* [TASK DIRECTIONS] From the first line of the records below, transcribe each line exactly up to and including the one with "Put a marker on each instance of the kitchen"; pictures stay out.
═══ GIVEN INFORMATION
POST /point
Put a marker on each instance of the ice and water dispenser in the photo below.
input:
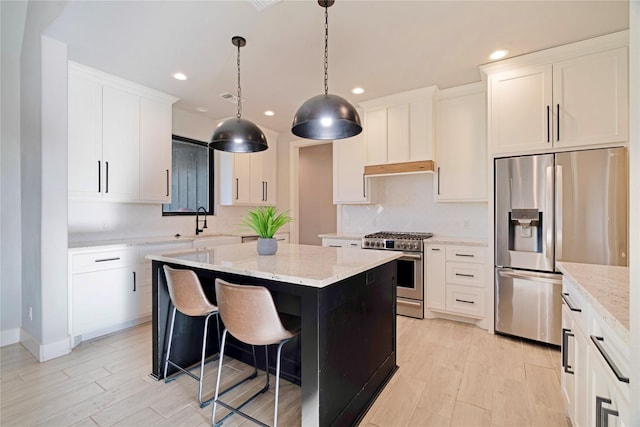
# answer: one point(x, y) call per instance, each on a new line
point(525, 230)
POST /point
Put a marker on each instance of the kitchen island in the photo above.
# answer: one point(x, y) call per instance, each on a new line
point(344, 299)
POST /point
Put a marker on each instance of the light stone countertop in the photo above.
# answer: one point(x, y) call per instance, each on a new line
point(451, 240)
point(137, 241)
point(606, 288)
point(316, 266)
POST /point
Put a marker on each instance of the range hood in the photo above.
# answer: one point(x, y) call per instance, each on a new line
══════
* [RESPONSE TO THE EXERCISE]
POST /point
Put a marker on each instance of the ice and water dispenser in the photo below.
input:
# answer: one point(x, y) call per instance, each on a new line
point(525, 230)
POST /point
Put a marker on each instance of the kitchen island in the photo above.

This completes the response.